Edit the records, putting "enclosing box" wherever "bounding box" appears and leaving everything else as it is.

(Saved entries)
◇ ◇ ◇ ◇ ◇ ◇ ◇

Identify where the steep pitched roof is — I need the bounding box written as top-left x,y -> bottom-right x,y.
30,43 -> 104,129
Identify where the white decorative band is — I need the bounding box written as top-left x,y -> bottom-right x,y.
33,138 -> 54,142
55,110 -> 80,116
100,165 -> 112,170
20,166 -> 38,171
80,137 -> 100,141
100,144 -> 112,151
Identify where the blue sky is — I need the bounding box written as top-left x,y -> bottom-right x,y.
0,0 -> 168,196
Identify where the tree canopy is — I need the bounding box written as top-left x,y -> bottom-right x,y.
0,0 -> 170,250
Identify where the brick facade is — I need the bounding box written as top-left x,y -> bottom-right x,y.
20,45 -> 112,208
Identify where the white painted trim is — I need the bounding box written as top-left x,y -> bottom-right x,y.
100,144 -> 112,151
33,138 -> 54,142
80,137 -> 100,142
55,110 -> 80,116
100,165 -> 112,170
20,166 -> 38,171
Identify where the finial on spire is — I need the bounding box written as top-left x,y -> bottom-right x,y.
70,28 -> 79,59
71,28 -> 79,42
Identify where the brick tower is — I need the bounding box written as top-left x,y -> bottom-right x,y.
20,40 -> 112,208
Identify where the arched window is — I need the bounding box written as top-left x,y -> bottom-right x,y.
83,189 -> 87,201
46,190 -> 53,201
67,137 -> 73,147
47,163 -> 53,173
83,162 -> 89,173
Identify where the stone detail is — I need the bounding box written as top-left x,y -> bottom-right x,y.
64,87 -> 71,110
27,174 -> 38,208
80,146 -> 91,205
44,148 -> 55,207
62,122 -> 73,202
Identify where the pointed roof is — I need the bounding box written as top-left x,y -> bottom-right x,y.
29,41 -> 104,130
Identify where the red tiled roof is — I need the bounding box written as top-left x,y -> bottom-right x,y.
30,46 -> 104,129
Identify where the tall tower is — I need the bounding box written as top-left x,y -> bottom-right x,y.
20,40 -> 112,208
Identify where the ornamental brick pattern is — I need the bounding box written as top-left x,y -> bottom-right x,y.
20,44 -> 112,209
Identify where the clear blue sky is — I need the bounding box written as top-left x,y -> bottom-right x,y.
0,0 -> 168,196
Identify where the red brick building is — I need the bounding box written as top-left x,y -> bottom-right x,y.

◇ ◇ ◇ ◇ ◇ ◇ ◇

SOLUTION TO THIS TASK:
Identify where the steep pitched roof is — I need the enclosing box written as top-left x,y -> bottom-right x,y.
30,43 -> 104,129
Identify where the white decorative band is — I need the enclosing box written as top-left x,y -> bottom-right x,y.
33,138 -> 54,142
55,110 -> 80,116
100,165 -> 112,170
20,166 -> 38,171
80,137 -> 100,141
100,144 -> 112,151
Identify where the blue sky is — I need the enclosing box written as top-left x,y -> bottom-right x,y.
0,0 -> 168,196
Identify where the tree canopy is — I need the enclosing box written as top-left x,y -> bottom-right x,y.
0,0 -> 170,250
Identify where the brick facade is — I need the enclosing box written as top-left x,y -> bottom-right x,y.
20,45 -> 112,208
Identify where the white painted trim is — I need the enclosing box written as top-left x,y -> bottom-right x,y.
100,144 -> 112,151
33,138 -> 54,142
80,137 -> 100,142
55,110 -> 80,116
100,165 -> 112,170
20,166 -> 38,171
Identify where the finial on spire is — I need the enclosing box written as top-left x,y -> bottom-right x,y.
70,28 -> 79,59
71,28 -> 79,42
Identify where the brick tower is — I need the enclosing box written as top-left x,y -> bottom-right x,y.
20,40 -> 112,208
Identify where the arched window is — I need the enclosing box written as top-left x,y -> bottom-right x,y.
83,189 -> 87,201
46,190 -> 53,201
67,137 -> 73,147
47,163 -> 53,173
83,162 -> 89,173
Identify where the stone detail is — I need the enclosing box written as top-left x,y -> bottom-right x,y.
64,87 -> 71,110
27,174 -> 38,208
80,146 -> 91,205
44,148 -> 55,207
62,122 -> 73,202
Identify where the pointed roof is — I need the enclosing box written as top-left x,y -> bottom-right x,y.
29,41 -> 104,130
Identify where the red tiled roof is — I need the enclosing box written as top-left x,y -> bottom-right x,y.
30,46 -> 104,129
Identify where the tall tower is — I need the enclosing box written as top-left x,y -> bottom-right x,y.
20,40 -> 112,208
Identify where the ornamental brick pattern is — I need the enclosing box written as top-left x,y -> bottom-right x,y.
20,44 -> 112,209
Identify where the clear blue sky is — I need the enclosing box written as top-left x,y -> bottom-right x,y.
0,0 -> 168,196
Identify where the red brick building is — I need the enclosing box written as top-left x,y -> bottom-right x,y.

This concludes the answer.